Flex/Ext Alternation: Honest Failure

The literature says antagonist muscle groups should show anti-phase oscillation during locomotion. I tried to get this from half-center CPG circuits in the connectome, scaling inhibitory weights up to 20 times their baseline strength. No anti-phase achieved. The minimal 1,000-neuron circuit does not have enough CPG interneurons to produce the flex/ext alternation that the full VNC contains. This is a genuine limitation of the minimal model.

Topology Learning: Negative Result

I tested whether the connectome's specific wiring topology matters by comparing it against random sparse networks with the same sparsity level. Random networks match the connectome's performance. The finding is: sparsity matters, specific wiring does not, at least at the locomotion level. This is a publishable negative result, and it tempers the narrative. The connectome's value is not in the exact wiring but in the interpretable structure it provides for analysis.

**Tasks for this exercise:**
1) Please rewrite the paragraph of the research note that begins "The literature says antagonist" as a short bulleted list that keeps its main facts.
2) From the research note, list every action the writer describes taking in the sentences that begin with "I".

**Dataset excerpts:**

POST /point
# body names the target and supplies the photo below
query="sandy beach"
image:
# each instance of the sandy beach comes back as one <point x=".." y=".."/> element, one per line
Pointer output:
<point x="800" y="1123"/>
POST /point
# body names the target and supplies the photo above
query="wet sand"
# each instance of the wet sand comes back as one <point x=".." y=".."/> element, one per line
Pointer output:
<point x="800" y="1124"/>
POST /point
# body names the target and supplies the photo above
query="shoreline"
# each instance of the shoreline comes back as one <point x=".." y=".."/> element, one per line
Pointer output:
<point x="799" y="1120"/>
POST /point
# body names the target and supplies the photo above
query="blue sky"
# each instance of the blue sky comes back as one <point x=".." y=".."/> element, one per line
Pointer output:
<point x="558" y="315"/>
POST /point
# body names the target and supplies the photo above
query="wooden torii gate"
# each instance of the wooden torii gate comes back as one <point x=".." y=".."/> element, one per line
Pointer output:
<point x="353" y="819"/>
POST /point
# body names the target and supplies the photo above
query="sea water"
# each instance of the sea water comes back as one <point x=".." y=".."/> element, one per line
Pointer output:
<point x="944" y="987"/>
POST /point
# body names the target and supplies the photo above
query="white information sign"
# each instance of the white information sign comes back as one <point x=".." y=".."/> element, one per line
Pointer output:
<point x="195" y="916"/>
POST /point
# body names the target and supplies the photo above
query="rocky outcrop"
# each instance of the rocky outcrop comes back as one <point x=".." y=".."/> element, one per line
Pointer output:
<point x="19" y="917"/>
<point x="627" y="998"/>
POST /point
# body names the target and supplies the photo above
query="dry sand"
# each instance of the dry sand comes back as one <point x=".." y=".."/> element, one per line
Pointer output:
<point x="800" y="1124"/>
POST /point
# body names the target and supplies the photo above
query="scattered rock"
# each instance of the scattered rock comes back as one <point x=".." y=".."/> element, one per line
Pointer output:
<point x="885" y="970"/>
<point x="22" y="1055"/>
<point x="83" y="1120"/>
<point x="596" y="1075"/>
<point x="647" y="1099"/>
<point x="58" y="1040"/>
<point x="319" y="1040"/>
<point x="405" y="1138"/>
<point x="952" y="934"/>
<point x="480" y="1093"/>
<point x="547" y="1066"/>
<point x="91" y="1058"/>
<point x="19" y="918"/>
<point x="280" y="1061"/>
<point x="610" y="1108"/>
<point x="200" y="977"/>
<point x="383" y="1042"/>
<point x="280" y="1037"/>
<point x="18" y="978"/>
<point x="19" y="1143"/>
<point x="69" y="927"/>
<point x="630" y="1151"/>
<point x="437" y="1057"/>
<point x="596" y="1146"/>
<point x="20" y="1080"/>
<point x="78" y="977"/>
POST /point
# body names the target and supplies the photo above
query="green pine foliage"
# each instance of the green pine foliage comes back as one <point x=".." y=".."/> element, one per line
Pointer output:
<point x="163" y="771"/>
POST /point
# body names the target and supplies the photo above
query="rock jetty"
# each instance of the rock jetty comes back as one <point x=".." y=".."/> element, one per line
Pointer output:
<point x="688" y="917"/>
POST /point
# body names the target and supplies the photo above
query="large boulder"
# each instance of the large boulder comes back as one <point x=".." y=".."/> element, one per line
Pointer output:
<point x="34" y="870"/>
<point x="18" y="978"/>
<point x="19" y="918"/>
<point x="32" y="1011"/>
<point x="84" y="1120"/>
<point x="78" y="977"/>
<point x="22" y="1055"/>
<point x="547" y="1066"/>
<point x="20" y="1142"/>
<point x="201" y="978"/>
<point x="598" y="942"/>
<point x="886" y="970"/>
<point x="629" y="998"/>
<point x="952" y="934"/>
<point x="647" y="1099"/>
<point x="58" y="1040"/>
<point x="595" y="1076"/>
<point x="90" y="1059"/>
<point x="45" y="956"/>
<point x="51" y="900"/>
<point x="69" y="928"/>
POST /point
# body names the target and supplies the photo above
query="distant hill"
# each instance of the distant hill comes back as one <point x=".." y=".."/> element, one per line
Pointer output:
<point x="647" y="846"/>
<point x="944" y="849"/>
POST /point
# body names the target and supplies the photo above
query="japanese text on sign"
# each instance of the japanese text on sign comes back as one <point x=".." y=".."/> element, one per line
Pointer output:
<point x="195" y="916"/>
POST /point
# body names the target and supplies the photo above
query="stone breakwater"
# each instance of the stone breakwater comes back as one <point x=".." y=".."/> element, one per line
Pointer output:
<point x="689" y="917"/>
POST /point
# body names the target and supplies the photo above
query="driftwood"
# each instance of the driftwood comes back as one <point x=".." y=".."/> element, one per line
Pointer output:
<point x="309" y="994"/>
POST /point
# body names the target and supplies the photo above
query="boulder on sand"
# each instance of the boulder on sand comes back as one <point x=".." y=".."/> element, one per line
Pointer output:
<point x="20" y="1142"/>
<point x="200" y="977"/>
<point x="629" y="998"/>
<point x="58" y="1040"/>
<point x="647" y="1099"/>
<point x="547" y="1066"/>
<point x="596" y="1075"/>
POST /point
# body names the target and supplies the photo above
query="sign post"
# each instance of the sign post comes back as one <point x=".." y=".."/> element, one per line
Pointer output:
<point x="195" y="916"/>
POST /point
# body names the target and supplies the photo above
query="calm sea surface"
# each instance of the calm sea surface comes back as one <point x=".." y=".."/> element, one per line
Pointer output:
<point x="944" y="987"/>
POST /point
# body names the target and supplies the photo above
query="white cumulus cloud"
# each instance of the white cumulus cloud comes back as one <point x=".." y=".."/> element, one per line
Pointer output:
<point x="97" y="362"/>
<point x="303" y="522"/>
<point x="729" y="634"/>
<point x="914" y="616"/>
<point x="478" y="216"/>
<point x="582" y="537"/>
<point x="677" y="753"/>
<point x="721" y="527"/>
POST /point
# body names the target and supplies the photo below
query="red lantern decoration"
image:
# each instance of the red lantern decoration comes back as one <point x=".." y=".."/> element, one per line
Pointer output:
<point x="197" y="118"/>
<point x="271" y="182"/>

**Answer set:**
1)
- Expected behavior: the literature says antagonist muscle groups should oscillate in anti-phase during locomotion.
- Attempt: half-center CPG circuits in the connectome, with inhibitory weights scaled up to 20 times baseline.
- Outcome: no anti-phase was achieved.
- Cause: the minimal 1,000-neuron circuit lacks enough CPG interneurons to produce the flex/ext alternation found in the full VNC.
- Conclusion: this is a genuine limitation of the minimal model.

2)
- Tried to get anti-phase oscillation from half-center CPG circuits in the connectome
- Scaled inhibitory weights up to 20 times their baseline strength
- Tested whether the connectome's specific wiring topology matters
- Compared the connectome against random sparse networks with the same sparsity level